> Available data
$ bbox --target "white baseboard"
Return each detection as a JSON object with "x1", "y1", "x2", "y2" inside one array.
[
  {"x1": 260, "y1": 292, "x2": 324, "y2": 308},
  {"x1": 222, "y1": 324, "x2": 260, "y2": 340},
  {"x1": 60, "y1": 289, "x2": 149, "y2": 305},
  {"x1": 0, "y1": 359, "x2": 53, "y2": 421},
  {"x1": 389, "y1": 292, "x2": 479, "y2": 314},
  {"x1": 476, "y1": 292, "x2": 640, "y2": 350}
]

> Exercise prompt
Express every nonblank line of the rows above as a Markdown table with two columns: n for the line number and Line for the text.

> Completed exercise
| n | Line |
|---|---|
| 1 | $ bbox --target "white baseboard" |
| 2 | Return each detection as a JSON object with "x1", "y1", "x2", "y2" inside one array. |
| 3 | [ |
| 4 |   {"x1": 260, "y1": 292, "x2": 324, "y2": 308}, |
| 5 |   {"x1": 222, "y1": 324, "x2": 260, "y2": 340}, |
| 6 |   {"x1": 60, "y1": 289, "x2": 149, "y2": 305}, |
| 7 |   {"x1": 0, "y1": 359, "x2": 53, "y2": 421}, |
| 8 |   {"x1": 389, "y1": 292, "x2": 479, "y2": 314}, |
| 9 |   {"x1": 476, "y1": 292, "x2": 640, "y2": 350} |
| 10 | ] |